__Prompt__: After dropping the pictures, give again exactly the lines of the data from its first line through the line with "261L375 267L383 264V253H367L359", which is included as well.

__Data shown__:
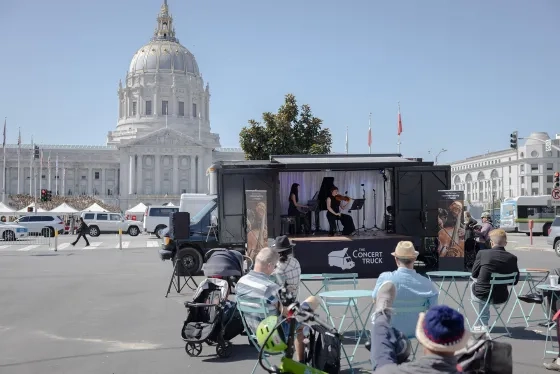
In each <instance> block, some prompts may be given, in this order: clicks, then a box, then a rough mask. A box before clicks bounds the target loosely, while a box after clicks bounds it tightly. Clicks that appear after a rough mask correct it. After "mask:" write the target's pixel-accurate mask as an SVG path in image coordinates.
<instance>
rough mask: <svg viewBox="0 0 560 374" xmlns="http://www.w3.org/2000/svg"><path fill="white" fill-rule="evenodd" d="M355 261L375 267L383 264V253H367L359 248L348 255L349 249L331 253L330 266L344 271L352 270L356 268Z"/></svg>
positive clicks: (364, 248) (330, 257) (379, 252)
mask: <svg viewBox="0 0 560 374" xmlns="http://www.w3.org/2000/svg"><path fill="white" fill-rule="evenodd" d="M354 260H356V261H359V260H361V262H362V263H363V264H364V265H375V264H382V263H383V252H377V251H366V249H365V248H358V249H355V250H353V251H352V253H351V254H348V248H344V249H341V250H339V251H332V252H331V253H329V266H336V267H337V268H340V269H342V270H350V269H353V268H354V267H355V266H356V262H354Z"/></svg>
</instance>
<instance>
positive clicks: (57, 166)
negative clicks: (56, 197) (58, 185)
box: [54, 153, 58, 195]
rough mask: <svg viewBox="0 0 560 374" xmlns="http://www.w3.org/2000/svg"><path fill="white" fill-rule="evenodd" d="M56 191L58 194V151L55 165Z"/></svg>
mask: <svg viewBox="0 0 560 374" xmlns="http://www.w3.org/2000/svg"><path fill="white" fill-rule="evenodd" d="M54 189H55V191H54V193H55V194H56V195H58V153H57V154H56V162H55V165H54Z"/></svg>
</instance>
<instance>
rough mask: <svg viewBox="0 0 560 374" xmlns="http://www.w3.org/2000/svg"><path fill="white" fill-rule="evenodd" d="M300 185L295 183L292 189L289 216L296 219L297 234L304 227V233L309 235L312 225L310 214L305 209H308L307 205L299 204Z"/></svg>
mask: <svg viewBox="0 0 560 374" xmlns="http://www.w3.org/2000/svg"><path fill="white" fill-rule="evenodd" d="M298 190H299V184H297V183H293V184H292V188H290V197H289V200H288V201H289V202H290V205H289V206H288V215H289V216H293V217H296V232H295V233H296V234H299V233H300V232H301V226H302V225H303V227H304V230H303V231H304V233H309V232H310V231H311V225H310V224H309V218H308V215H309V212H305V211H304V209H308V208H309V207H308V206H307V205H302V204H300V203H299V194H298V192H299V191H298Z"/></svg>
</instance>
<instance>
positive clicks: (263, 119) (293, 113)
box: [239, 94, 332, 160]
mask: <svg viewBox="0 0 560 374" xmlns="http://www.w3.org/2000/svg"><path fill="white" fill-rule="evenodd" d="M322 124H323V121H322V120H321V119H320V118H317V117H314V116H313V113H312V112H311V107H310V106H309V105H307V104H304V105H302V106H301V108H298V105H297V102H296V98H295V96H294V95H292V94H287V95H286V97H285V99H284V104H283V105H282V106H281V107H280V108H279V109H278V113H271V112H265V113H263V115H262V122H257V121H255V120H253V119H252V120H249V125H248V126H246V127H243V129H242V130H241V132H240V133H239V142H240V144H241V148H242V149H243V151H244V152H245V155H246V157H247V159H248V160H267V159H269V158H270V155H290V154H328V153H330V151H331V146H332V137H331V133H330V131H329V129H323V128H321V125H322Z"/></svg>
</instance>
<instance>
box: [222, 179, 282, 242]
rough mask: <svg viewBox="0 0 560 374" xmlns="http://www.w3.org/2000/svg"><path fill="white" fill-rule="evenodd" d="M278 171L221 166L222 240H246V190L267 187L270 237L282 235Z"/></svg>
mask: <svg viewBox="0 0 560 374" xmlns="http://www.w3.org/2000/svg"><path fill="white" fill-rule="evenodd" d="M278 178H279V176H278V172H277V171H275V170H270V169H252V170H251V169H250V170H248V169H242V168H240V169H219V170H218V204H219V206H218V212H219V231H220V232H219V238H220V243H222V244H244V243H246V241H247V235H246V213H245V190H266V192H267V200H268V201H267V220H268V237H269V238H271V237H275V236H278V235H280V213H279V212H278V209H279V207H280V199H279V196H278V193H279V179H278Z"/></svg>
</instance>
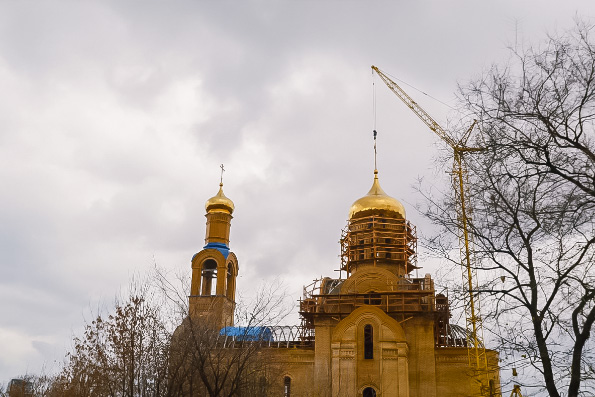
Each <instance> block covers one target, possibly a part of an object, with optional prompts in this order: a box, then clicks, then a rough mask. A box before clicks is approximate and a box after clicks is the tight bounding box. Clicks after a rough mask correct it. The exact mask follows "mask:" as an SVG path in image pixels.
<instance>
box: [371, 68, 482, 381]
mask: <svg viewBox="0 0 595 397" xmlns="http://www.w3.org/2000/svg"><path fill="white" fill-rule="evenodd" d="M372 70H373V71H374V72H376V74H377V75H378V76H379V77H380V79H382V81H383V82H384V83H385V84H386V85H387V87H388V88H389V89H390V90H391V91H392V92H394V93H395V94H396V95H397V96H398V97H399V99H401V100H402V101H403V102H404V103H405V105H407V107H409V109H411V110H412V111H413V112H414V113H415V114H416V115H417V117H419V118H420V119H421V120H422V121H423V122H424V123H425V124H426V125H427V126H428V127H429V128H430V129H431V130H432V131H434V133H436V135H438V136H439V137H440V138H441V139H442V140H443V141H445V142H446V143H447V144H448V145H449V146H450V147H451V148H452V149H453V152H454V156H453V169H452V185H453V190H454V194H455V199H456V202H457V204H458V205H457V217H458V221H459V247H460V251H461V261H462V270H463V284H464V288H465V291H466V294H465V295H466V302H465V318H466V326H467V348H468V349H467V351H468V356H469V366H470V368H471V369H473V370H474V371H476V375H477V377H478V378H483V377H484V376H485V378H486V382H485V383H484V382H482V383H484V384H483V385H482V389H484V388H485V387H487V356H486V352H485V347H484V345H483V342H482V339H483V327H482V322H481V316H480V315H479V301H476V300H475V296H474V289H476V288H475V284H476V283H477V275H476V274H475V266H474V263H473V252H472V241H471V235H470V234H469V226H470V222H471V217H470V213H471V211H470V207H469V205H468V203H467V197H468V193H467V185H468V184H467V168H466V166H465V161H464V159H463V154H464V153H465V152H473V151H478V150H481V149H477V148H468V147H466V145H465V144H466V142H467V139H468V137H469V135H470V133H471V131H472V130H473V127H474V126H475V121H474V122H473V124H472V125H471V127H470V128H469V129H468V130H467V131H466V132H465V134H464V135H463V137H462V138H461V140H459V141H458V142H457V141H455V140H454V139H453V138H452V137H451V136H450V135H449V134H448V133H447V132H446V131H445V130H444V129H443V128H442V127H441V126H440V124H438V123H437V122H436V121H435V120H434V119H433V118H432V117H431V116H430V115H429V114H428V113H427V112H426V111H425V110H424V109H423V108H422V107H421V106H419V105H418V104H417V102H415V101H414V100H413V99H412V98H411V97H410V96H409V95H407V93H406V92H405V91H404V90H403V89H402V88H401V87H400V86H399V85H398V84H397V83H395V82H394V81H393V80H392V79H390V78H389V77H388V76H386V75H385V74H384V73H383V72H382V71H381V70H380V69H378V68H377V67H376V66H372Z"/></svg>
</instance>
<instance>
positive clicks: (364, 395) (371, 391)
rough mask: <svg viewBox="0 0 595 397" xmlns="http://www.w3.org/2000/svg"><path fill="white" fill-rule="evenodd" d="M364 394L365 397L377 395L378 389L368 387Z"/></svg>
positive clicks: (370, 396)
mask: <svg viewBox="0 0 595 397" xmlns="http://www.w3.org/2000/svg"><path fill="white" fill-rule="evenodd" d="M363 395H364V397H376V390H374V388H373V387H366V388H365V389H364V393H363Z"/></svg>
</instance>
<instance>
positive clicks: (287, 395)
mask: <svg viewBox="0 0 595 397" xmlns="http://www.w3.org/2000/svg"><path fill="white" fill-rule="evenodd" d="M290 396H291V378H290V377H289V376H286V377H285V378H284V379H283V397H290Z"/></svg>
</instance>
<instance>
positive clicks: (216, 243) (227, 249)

__Reply to the task__:
In each <instance> block, some prompts may be given, in this order: clicks, then a box, then a rough mask. A box before clicks bounds the target loosely, while a box after clicks bounds it tightly. Clicks that appear after a rough mask correct it. After "mask:" write the target's pixel-accurate mask as an SVG path in image coordinates.
<instance>
rough mask: <svg viewBox="0 0 560 374" xmlns="http://www.w3.org/2000/svg"><path fill="white" fill-rule="evenodd" d="M355 261L375 267L383 264V253H367L359 248L348 255L349 249L331 253L330 266L344 271L352 270L356 268Z"/></svg>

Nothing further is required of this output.